• Listed records:
::::::::::

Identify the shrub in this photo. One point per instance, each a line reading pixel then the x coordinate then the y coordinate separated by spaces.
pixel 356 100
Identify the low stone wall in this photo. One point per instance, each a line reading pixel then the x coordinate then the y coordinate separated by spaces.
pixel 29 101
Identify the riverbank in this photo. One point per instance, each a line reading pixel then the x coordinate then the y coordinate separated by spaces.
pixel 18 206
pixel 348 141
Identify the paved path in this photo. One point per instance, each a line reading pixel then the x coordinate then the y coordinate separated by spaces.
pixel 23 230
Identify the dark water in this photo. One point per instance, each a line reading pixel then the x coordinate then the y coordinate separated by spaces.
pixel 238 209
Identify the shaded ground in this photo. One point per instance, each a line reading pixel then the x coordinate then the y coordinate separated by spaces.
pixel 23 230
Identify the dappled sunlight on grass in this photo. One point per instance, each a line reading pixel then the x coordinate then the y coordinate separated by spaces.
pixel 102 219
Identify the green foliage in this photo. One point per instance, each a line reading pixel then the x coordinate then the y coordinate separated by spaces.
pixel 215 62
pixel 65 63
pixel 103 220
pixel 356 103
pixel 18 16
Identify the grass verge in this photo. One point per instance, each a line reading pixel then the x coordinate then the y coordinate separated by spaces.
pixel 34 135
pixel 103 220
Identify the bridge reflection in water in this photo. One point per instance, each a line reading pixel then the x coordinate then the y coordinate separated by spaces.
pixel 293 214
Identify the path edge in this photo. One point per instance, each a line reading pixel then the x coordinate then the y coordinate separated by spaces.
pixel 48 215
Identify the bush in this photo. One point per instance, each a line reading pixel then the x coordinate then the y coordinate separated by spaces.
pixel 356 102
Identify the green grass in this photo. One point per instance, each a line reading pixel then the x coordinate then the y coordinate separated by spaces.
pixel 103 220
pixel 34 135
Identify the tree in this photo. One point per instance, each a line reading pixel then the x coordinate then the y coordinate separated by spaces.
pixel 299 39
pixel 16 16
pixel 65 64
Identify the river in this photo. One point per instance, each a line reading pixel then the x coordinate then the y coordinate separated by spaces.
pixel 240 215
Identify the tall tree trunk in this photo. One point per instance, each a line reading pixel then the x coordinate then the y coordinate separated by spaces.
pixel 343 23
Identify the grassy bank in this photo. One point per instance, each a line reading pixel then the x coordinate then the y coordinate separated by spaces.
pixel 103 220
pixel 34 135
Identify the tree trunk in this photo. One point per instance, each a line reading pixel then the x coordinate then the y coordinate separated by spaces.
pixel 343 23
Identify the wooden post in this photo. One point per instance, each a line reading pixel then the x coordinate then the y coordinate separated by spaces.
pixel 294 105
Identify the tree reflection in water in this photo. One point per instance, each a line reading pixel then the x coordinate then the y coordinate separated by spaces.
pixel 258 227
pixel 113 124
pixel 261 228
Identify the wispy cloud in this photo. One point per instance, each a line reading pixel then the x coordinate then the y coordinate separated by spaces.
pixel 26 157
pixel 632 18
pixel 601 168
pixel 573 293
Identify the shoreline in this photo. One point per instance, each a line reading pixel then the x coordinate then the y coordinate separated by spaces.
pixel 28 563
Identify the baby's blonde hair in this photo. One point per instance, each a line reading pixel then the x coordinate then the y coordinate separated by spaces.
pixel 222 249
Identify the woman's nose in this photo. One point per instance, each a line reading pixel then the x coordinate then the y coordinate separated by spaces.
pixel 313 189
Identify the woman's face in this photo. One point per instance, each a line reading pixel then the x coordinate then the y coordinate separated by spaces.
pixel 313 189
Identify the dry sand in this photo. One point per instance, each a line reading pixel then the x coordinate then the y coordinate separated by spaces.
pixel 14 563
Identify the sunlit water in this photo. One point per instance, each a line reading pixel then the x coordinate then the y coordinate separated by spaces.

::::::::::

Please write out the whole listing above again, substituting "Locate" for each occurrence of "Identify" and leaving everything else unchanged.

• Response for this exercise:
Locate the shrub in this photo. One point per instance, each a line reading pixel then the x coordinate then the y coordinate separated by spaces.
pixel 356 100
Locate the low stone wall in this photo. One point per instance, each a line reading pixel then the x coordinate then the y coordinate separated by spaces.
pixel 29 101
Locate the riverbank in this photo. One point per instance, each a line reading pixel then the x coordinate then the y coordinate separated by spaces.
pixel 18 206
pixel 348 141
Locate the paved path in this photo. One point per instance, each a line reading pixel then the x coordinate then the y coordinate separated by spaces.
pixel 23 230
Locate the dark water in this photo. One point per instance, each a line reading pixel then the x coordinate then the y coordinate separated by spaces.
pixel 238 209
Locate the shaded ground in this photo. One point per instance, each a line reading pixel then the x coordinate then the y coordinate separated by spaces.
pixel 23 230
Locate the dappled sunlight on grass in this photo. One point per instance, each a line reading pixel then the x coordinate then the y coordinate separated by spaces.
pixel 102 219
Locate the green foliage in this photo. One point per instance, each a line reading pixel then the x coordinate then the y coordinate separated by spaces.
pixel 215 62
pixel 65 63
pixel 103 220
pixel 356 103
pixel 18 16
Locate the grass verge in this photo. One point per instance, each a line reading pixel then the x coordinate then the y coordinate separated by spaces.
pixel 34 135
pixel 103 220
Locate the bridge reflection in water in this photo. One point per instance, each a line reading pixel then the x coordinate then the y coordinate separated by spaces.
pixel 293 214
Locate the path edge in this photo. One point per instance, each a line reading pixel then the x coordinate then the y coordinate separated by spaces.
pixel 48 215
Locate the bush in this photo. One point per instance, each a line reading pixel then the x coordinate then the y coordinate separated by spaces.
pixel 356 102
Locate the green grass in this photo. One point per instance, each a line reading pixel then the x coordinate then the y coordinate separated by spaces.
pixel 103 220
pixel 34 135
Locate the tree in this photo. One point per instance, each a line reading pixel then the x coordinate then the y coordinate separated by spaces.
pixel 299 39
pixel 16 16
pixel 65 64
Locate the river in this photo. One point per instance, each a line reading pixel then the x coordinate then the y coordinate separated by spaces.
pixel 240 215
Locate the tall tree trunk in this photo. One point per instance, each a line reading pixel then the x coordinate then the y coordinate separated by spaces.
pixel 343 23
Locate the grassy bank in this photo. One point per instance, each a line reading pixel then the x coordinate then the y coordinate separated by spaces.
pixel 103 220
pixel 34 135
Locate the tree trunk in this photo. One point per instance, each a line reading pixel then the x coordinate then the y coordinate separated by spaces.
pixel 343 23
Locate the wooden post in this photo. One point per instance, each a line reading pixel then the x coordinate then the y coordinate separated by spaces.
pixel 294 105
Locate the tree reflection in water in this photo. One point per instance, each a line reading pixel then the x coordinate then the y coordinate separated by spaces.
pixel 258 227
pixel 113 124
pixel 261 228
Locate the wispy cloud in this photo. One point per instance, each a line reading pixel then the x coordinate then the y coordinate separated by spaces.
pixel 26 157
pixel 632 18
pixel 601 168
pixel 573 293
Locate the shoreline in this photo. One point per instance, each a line reading pixel then the x coordinate then the y coordinate separated by spaces.
pixel 28 563
Locate the baby's blonde hair in this photo. One point per instance, each a line reading pixel then the x coordinate then the y coordinate separated by spaces.
pixel 222 249
Locate the woman's nose in this photo. One point per instance, each a line reading pixel then the x coordinate then the y coordinate separated by spaces.
pixel 313 189
Locate the woman's face in this photo. One point per instance, each a line reading pixel then the x coordinate then the y coordinate separated by spaces.
pixel 313 189
Locate the dry sand in this photo. One point per instance, each a line reading pixel then the x coordinate then the y coordinate separated by spaces.
pixel 14 563
Locate the sunlit water in this photo. One point per instance, each a line reading pixel then the x coordinate then the y coordinate separated by spaces.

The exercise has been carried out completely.